▶ _Directions for this task_
Each line below is to be written out once more, precisely as given.

▶ _Extracted records_
▼
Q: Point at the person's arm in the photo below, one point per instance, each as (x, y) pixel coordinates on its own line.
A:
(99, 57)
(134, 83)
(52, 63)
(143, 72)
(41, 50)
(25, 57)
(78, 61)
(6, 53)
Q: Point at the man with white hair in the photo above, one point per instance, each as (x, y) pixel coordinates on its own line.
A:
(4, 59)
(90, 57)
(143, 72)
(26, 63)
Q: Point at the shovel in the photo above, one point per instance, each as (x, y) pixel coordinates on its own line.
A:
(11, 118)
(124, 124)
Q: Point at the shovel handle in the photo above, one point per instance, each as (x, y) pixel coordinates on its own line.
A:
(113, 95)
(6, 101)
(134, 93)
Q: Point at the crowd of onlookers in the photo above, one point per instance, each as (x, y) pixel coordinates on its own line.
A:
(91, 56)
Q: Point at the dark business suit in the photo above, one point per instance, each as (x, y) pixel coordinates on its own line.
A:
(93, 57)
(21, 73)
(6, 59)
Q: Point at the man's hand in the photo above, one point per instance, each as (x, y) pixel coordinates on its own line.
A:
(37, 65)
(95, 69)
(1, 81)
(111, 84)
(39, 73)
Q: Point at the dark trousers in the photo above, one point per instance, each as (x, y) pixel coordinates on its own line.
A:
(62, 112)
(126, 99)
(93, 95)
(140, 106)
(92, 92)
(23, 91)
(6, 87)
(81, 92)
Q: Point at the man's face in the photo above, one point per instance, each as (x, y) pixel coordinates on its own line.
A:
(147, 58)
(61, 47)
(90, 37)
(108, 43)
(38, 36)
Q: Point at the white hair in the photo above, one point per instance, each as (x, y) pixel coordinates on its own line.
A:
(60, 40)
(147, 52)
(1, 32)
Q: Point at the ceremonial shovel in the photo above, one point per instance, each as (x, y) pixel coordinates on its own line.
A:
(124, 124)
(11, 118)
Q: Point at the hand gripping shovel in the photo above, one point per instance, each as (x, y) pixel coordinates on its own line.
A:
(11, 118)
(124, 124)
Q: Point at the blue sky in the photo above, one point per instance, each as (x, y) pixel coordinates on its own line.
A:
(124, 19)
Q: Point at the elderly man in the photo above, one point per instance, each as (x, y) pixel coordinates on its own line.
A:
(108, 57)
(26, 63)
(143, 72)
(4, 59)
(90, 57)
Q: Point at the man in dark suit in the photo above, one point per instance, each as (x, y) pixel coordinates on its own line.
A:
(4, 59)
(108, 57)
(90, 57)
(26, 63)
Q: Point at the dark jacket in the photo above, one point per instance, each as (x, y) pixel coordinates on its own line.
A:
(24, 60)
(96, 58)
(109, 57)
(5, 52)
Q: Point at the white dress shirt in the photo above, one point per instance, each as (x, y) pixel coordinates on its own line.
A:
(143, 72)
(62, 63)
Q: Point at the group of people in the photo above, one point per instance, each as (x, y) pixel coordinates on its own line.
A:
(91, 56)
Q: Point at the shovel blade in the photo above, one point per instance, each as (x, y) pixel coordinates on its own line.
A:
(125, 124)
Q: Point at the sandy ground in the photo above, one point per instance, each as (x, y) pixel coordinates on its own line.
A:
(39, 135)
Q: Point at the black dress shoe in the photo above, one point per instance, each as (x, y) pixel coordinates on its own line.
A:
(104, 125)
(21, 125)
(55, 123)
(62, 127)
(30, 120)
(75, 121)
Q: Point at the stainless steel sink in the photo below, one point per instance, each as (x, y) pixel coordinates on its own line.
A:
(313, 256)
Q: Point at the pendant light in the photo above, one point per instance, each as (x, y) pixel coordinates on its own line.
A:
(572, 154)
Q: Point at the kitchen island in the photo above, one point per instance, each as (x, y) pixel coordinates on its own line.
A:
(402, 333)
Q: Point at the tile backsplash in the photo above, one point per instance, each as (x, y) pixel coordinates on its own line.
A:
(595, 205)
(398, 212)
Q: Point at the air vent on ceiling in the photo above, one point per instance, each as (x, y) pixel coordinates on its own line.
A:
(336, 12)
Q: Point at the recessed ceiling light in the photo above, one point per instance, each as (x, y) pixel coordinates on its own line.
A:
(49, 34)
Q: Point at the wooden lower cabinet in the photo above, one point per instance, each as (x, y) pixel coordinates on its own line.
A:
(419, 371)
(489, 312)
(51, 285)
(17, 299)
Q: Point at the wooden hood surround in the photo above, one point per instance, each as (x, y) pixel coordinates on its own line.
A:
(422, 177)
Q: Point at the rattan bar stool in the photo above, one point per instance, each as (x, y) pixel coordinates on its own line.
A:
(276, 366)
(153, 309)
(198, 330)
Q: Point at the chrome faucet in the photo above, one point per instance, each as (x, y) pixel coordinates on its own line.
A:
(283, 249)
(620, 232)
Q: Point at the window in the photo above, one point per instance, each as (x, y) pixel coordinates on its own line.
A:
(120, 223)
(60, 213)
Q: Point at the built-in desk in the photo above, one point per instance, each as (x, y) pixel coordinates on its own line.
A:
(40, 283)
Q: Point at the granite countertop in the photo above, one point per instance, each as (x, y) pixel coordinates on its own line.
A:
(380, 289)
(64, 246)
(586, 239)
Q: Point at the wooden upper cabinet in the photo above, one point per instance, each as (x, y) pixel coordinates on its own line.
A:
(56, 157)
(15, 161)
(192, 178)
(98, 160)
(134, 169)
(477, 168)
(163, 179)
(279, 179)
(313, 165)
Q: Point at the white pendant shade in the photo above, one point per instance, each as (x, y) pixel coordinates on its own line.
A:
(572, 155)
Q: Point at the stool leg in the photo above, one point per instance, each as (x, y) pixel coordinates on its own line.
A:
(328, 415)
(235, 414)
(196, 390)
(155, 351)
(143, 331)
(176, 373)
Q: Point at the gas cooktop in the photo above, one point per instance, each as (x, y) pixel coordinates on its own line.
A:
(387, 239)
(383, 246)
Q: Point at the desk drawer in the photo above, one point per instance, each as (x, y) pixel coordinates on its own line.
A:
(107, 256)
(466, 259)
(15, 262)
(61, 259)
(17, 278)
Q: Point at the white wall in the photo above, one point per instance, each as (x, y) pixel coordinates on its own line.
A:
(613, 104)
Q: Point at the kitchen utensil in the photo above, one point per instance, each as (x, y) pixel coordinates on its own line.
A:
▲
▶ _Written response_
Q: Point at the person's arm in the photo below, one point per instance, each as (x, y) pixel coordinates on its own line.
A:
(99, 57)
(134, 83)
(52, 63)
(143, 72)
(41, 50)
(25, 57)
(78, 61)
(6, 53)
Q: Point at the man with white hair in the photo above, one point per instance, each as (x, y) pixel coordinates on its own line.
A:
(4, 59)
(90, 57)
(143, 72)
(26, 63)
Q: Point at the shovel in the photo above, one point per instance, each as (x, y) pixel coordinates on its own line.
A:
(11, 118)
(124, 124)
Q: Point at the shovel handle in the photo above, one point per instance, each as (x, y) pixel coordinates on its own line.
A:
(113, 95)
(6, 101)
(134, 93)
Q: Point at the crowd of onlookers in the photo above, one point per instance, each as (x, y) pixel coordinates on its own line.
A:
(91, 56)
Q: Point at the dark business suit in the photo above, one point per instance, each as (x, y) pixel coordinates on its own line.
A:
(93, 57)
(21, 73)
(6, 59)
Q: Point at the man's hand in the photo above, one point per instance, each as (x, y) pixel coordinates on its own line.
A:
(37, 65)
(95, 69)
(1, 81)
(111, 84)
(39, 73)
Q: Point at the dark trousers in the photo above, one point per instance, each as (x, y) pixel coordinates on its own line.
A:
(62, 112)
(126, 99)
(93, 95)
(140, 106)
(92, 92)
(23, 91)
(6, 87)
(81, 92)
Q: Point at the man's face in the photo above, one point per instance, each as (x, y) pixel coordinates on its own line.
A:
(147, 58)
(61, 47)
(90, 37)
(108, 43)
(38, 36)
Q: Point at the white hair in the photo above, one point per instance, each as (x, y) pixel coordinates on its own line.
A:
(60, 40)
(147, 52)
(1, 32)
Q: Point at the ceremonial shovel in the photo above, one point per instance, each as (x, y) pixel coordinates on its own line.
A:
(124, 124)
(11, 118)
Q: Point at the hand gripping shovel in the photo above, one point per instance, each as (x, y) pixel coordinates on its own line.
A:
(11, 118)
(124, 124)
Q: Point at the blue sky in the photo above, one point per instance, each as (x, y) pixel coordinates on its own line.
A:
(124, 19)
Q: Point at the elderly man in the photo above, one point per instance, each as (x, y) pixel coordinates on its own line.
A:
(108, 57)
(26, 63)
(143, 72)
(4, 59)
(90, 57)
Q: Point at the man in dark suit in the photo above, one point per instance, each as (x, y) pixel coordinates on its own line.
A:
(4, 59)
(108, 57)
(90, 57)
(26, 63)
Q: Point at the dark jacket in the photo above, one point per instance, each as (x, y) pixel coordinates on its own line.
A:
(24, 60)
(96, 58)
(109, 57)
(5, 52)
Q: Point at the white dress shirt in the photo above, one point per instance, each as (x, y) pixel coordinates on its own line.
A:
(143, 72)
(62, 63)
Q: Point at the group of people in the photo above, one point per instance, each as (x, y) pixel coordinates on its own line.
A:
(91, 56)
Q: Point at the shovel blade in the photo above, one point per instance, each as (x, y) pixel coordinates on its own line.
A:
(125, 124)
Q: Point at the sandy ground in the photo above, one point per instance, each as (x, y) pixel coordinates on its own line.
A:
(39, 135)
Q: Point at the black dress shoe in the photo above, one point per instance, each as (x, y) pixel coordinates on its own line.
A:
(104, 125)
(21, 125)
(55, 123)
(62, 127)
(30, 120)
(75, 121)
Q: Point at the stainless steel sink in the photo below, one point per instance, each as (x, y) pixel coordinates on its own line.
A:
(313, 256)
Q: Point at the pendant light in the photo above, one point per instance, each as (x, y) pixel coordinates on its own line.
A:
(572, 154)
Q: Point at the kitchen island in the photo above, one point per instance, each as (x, y) pixel coordinates on its own line.
A:
(402, 333)
Q: Point at the tile backsplash in the photo above, one point per instance, each as (x, y) pixel coordinates on its own line.
A:
(595, 205)
(398, 212)
Q: Point at the air vent on ceiling in the photo above, one point per instance, each as (x, y) pixel coordinates on its own line.
A:
(336, 12)
Q: Point at the recessed ceiling light in the photo above, one point per instance, each as (x, y) pixel coordinates on its own line.
A:
(49, 34)
Q: Point at the wooden lower cabinet in the photo above, one point per instance, each as (x, y) pixel coordinates on its own line.
A:
(419, 371)
(489, 312)
(51, 285)
(17, 299)
Q: Point at the wooden hood surround in the photo above, one point per instance, each as (x, y) pixel coordinates on its own line.
A:
(422, 177)
Q: Point at the rattan bar stool in the photo above, one point per instance, each as (x, y) pixel coordinates on its own line.
A:
(276, 366)
(153, 309)
(198, 330)
Q: Point at the chrome faucet in the photo above, one point per instance, each as (x, y) pixel coordinates on its own line.
A:
(283, 249)
(620, 232)
Q: Point at the window in the photo above, one point per instance, each as (x, y) pixel coordinates on its own line.
A:
(120, 223)
(60, 213)
Q: Point at the built-in desk in the photo above, one point per instance, each as (x, y) pixel coordinates on its own line.
A:
(40, 283)
Q: Point at the granite countertop in the photo above, one point per instance, each as (x, y) pixel coordinates on its own line.
A:
(380, 289)
(64, 246)
(586, 239)
Q: Point at the wooden upper cabinet in the photo above, one point per instance, each as (x, y) pixel coordinates on its own line.
A:
(56, 157)
(15, 161)
(192, 178)
(98, 160)
(134, 169)
(477, 168)
(163, 179)
(279, 179)
(313, 165)
Q: Point at the white pendant shade in the photo above, one point per instance, each as (x, y) pixel coordinates on its own line.
A:
(572, 155)
Q: Point at the stool leg in the photo above, one point per instance, each as (x, y) pixel coordinates on its own line.
A:
(328, 415)
(235, 414)
(196, 390)
(155, 351)
(143, 331)
(176, 373)
Q: Point at the gas cooktop in the photo above, one point per instance, each as (x, y) pixel coordinates on its own line.
A:
(387, 239)
(383, 246)
Q: Point at the desk drawer in the photo above, one point per instance, each as (x, y) pixel coordinates on its own line.
A:
(107, 256)
(466, 259)
(15, 262)
(61, 259)
(17, 278)
Q: Point at the white wall in the photo above, one point per instance, each as (x, y) pixel coordinates on its own line.
A:
(613, 104)
Q: Point at the kitchen utensil in the photo above, one point per instance, each as (x, y) pixel coordinates on its own line.
A:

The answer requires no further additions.